[start of PASSAGE TO READ]
Bug 1470862
Summary: | Fluentd logs filling with "Could not push log to Elasticsearch" errors, status=429 when starting 100-150 fluentd pods | ||||||
---|---|---|---|---|---|---|---|
Product: | OpenShift Container Platform | Reporter: | Mike Fiedler <mifiedle> | ||||
Component: | Logging | Assignee: | Rich Megginson <rmeggins> | ||||
Status: | CLOSED ERRATA | QA Contact: | Mike Fiedler <mifiedle> | ||||
Severity: | high | Docs Contact: | |||||
Priority: | unspecified | ||||||
Version: | 3.6.0 | CC: | aos-bugs, jcantril, mifiedle, pportant, pweil, rmeggins, stwalter, trankin, vlaad, wsun, xtian | ||||
Target Milestone: | --- | Keywords: | TestBlocker | ||||
Target Release: | 3.6.z | ||||||
Hardware: | x86_64 | ||||||
OS: | All | ||||||
Whiteboard: | aos-scalability-36 | ||||||
Fixed In Version: | Doc Type: | Release Note | |||||
Doc Text: |
In OCP 3.5 and earlier, the Fluentd image included fluent-plugin-elasticsearch version 1.9.2 and earlier. This version will silently drop records sent in a bulk index request when the queue size is full [1]. In OCP 3.6, which uses version 1.9.5, an error log message was added, which is why we now see the “Error: status=429” message in the Fluentd logs when this occurs [2].
[end of PASSAGE TO READ]
[start of PROVIDED DATA]
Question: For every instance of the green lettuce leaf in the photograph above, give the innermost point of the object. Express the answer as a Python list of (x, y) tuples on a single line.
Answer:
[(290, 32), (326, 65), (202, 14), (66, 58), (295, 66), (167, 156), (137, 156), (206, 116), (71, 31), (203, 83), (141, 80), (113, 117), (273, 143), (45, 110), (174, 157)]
[end of PROVIDED DATA]
• _COMPLETE THE FOLLOWING_:
(a) According to the bug report above, which version of fluent-plugin-elasticsearch does OCP 3.6 use?
(b) Decide whether each statement agrees with the bug report above. Answer yes or no and quote the words that decide it.
(i) In OCP 3.5 and earlier, the Fluentd image included fluent-plugin-elasticsearch version 1.9.2 and earlier.
(ii) Version 1.9.2 writes an error message to the log when it drops records.
(iii) The bug is filed under the Networking component.

• _FINAL RESULTS_:
(a) Version 1.9.5.

(b)
(i) Yes: "In OCP 3.5 and earlier, the Fluentd image included fluent-plugin-elasticsearch version 1.9.2 and earlier."
(ii) No: "This version will silently drop records sent in a bulk index request when the queue size is full"
(iii) No: "Logging"